### Quoted text

↓

That in essence is a summary of the rules. Of course there is more minutiae, which one can check in the full online rulebook. Also, check out a full video playthrough of the game from Legendary Tactics

A Sleek Solo System

The game also comes with a Solo bot. The system uses a player aid and a set of 8 solo cards to determine the bot actions. The solo mode comes with its own rulebook which rehashes many of the game concepts from the two player game while adding the solo specific ruleset. The solo bot simulates human play and with the exception of one or two mechanics – plays by the same rules as would a human player. The solo bot turn is simple to implement; you just follow the bot’s sequence of play in the player aid and use the solo cards when directed. The solo bot is also a good player. Gamers new to Flashpoint will do well to play a solo game or two in order to learn some tactics the bot implements for a more optimized playstyle.

a sample solo card

A Knife Fight in a Phonebooth

At first glance, enthusiast boardgamers might think this game as Twilight Struggle Lite. It has a similar card driven game system, a (smaller) geopolitical map, a tension track. But it is mostly a new, refined system in my opinion. The most obvious difference is of course the scope and length of game. While Twilight Struggle is a global affair and can take 3 hours, Flashpoint is regional and takes around 30 minutes for a full game. The new card design and card system in Flashpoint also gives options to players and does not hem them into a corner – a common complaint of newer players to Twilight Struggle. As such, foreknowledge of event cards is not as essential in Flashpoint. Political Warfare in Flashpoint locks countries just as regions are locked (by DEFCON tension) in Twilight Struggle – but are much easier to ‘unlock’ by initiating a counter Political Warfare Op.

All these seemingly small changes transform the game to a more dynamic, and easier to play game as compared to the venerable Twilight Struggle. Thus players don’t really feel limited by a bad hand draw or an Op that completely locks him/her out of a region or action. There are always options, and its up to the player to optimize these choices to score efficiently. So as Twilight Struggle is a game that incorporates major elements of crisis management and area and action denial; Flashpoint is more dynamic and free flowing with players always having strategic options during their turn and its a matter of playing the card and action that benefits you the most with little to no consequence for playing said card.

↑

### Listed entries
↓

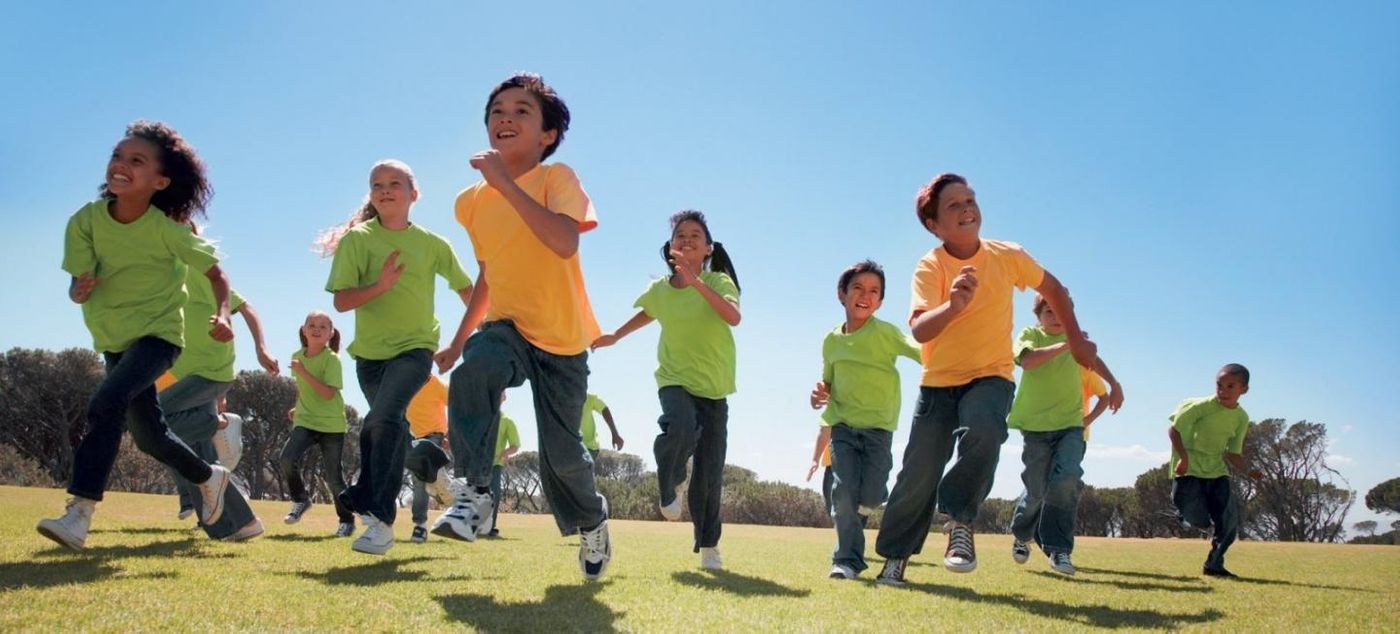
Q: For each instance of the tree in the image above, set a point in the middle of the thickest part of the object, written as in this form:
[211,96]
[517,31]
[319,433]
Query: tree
[1385,497]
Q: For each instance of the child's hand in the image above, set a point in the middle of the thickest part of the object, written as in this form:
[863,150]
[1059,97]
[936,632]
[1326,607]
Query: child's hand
[81,287]
[220,329]
[493,168]
[821,395]
[391,270]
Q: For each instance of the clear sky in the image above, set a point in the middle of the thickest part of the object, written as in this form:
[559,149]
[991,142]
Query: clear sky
[1214,182]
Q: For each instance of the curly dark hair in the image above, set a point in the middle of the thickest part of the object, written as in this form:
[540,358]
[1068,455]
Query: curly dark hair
[552,108]
[189,191]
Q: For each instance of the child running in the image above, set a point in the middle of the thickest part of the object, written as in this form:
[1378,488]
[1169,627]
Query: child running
[123,252]
[319,419]
[384,270]
[961,314]
[1049,412]
[525,219]
[697,307]
[1207,434]
[860,391]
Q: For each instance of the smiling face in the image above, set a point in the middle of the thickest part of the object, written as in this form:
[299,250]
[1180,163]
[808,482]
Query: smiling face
[135,170]
[515,126]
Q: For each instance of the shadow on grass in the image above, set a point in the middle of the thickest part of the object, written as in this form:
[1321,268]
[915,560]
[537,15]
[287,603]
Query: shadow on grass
[570,608]
[1127,585]
[737,584]
[1094,616]
[59,566]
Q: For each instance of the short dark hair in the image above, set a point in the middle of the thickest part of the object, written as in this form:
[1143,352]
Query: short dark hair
[926,203]
[863,266]
[1236,370]
[552,108]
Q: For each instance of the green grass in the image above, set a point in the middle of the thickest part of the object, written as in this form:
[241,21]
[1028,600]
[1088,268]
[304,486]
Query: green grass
[144,570]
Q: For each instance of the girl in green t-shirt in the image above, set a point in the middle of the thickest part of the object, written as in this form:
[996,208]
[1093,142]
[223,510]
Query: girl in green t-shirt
[123,252]
[696,305]
[318,419]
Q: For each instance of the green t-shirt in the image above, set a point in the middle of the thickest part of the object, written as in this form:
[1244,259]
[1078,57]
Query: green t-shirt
[203,356]
[588,427]
[696,349]
[1049,398]
[402,318]
[1208,430]
[312,412]
[858,368]
[140,290]
[506,435]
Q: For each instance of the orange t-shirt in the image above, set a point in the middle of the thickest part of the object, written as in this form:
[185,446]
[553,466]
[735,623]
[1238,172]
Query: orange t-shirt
[977,342]
[427,410]
[529,284]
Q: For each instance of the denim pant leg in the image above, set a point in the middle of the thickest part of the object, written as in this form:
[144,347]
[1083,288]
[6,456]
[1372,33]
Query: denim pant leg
[126,398]
[675,444]
[1035,455]
[384,438]
[910,510]
[492,361]
[849,469]
[1061,501]
[707,482]
[982,427]
[566,473]
[191,409]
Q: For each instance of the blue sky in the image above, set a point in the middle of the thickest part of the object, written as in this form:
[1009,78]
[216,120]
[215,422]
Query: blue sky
[1213,182]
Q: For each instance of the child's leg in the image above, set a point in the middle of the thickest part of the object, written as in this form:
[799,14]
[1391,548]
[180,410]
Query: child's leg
[707,482]
[982,428]
[1061,498]
[1036,455]
[910,510]
[675,444]
[384,440]
[566,475]
[849,468]
[492,361]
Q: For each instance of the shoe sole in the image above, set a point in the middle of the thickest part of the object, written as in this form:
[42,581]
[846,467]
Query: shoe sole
[60,538]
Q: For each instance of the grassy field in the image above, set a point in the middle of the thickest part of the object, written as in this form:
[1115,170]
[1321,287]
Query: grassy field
[144,570]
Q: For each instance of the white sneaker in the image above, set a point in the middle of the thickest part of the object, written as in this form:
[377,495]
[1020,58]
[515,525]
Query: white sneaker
[377,538]
[212,493]
[842,571]
[72,528]
[594,552]
[249,531]
[672,511]
[710,559]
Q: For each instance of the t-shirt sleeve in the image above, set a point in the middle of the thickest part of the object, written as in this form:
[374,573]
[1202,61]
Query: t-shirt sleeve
[79,255]
[345,266]
[564,195]
[930,286]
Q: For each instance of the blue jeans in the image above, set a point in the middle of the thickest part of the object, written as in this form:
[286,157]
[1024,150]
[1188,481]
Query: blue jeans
[1047,508]
[1208,501]
[499,357]
[126,400]
[693,426]
[860,463]
[970,419]
[384,438]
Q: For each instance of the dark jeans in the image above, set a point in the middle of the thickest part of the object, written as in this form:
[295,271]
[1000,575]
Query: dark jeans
[693,426]
[970,419]
[1049,507]
[499,357]
[384,438]
[126,400]
[1203,503]
[332,447]
[861,463]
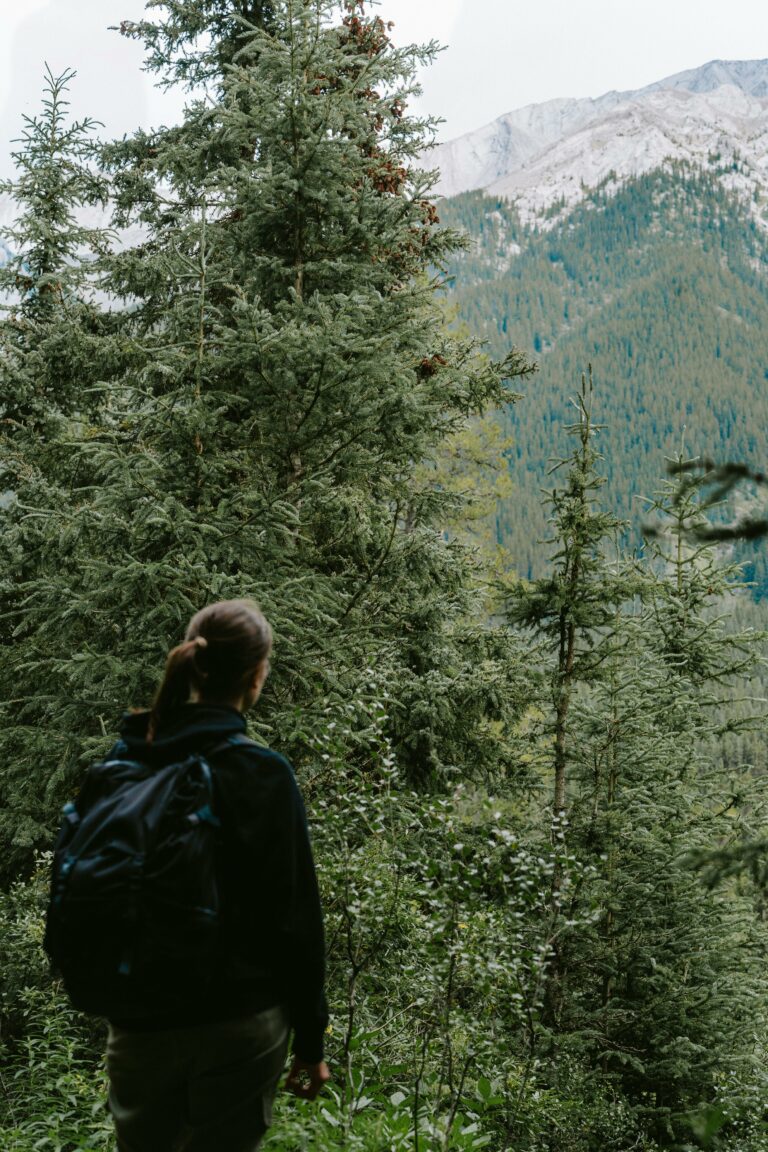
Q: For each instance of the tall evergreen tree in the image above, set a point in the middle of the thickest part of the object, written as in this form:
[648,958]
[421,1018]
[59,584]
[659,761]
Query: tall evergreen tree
[283,372]
[660,991]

↑

### Required tasks
1 – Say whether each statement agrees with the Flashpoint review, answering yes or no and quoting the words of the review that decide it. (a) A full game of Flashpoint takes around 30 minutes. (b) The solo mode uses a set of 10 solo cards. (c) Knowing the event cards ahead of time matters more in Flashpoint than in Twilight Struggle.
2 – Rewrite the records starting at the line that contains "Q: For each instance of the t-shirt" and ending at the end of the records, changing "thickest part" to "widest part" and keeping everything else the same. Leave the pictures out of your answer.

### Problem solutions
1 –
(a) Yes: "Flashpoint is regional and takes around 30 minutes for a full game"
(b) No: "a set of 8 solo cards"
(c) No: "foreknowledge of event cards is not as essential in Flashpoint"

2 –
Q: For each instance of the t-shirt sleeve in the image above, set a point in the middle of the widest part of the object, written as in this form:
[374,573]
[1202,61]
Query: t-shirt sleeve
[79,255]
[345,266]
[564,195]
[930,286]
Q: For each instance of the blue jeans in the image above, set a point in the middle of the widest part of the object, written as in this form:
[286,157]
[1024,150]
[1188,481]
Query: blue jeans
[1047,508]
[1208,501]
[499,357]
[126,400]
[693,426]
[860,463]
[970,419]
[384,438]
Q: For each instance of the dark jeans in the image above, set a point in the middle of the widest part of the object, written as in this form:
[295,271]
[1000,575]
Query: dark jeans
[693,426]
[970,419]
[1049,507]
[499,357]
[384,438]
[126,400]
[1203,503]
[332,447]
[861,463]
Q: For each instance of the tall evergreen tree in the image above, set a point in the middle of the widest part of the object, written as in this form:
[648,958]
[421,1018]
[59,584]
[659,761]
Query: tall evergreen tree
[283,372]
[660,991]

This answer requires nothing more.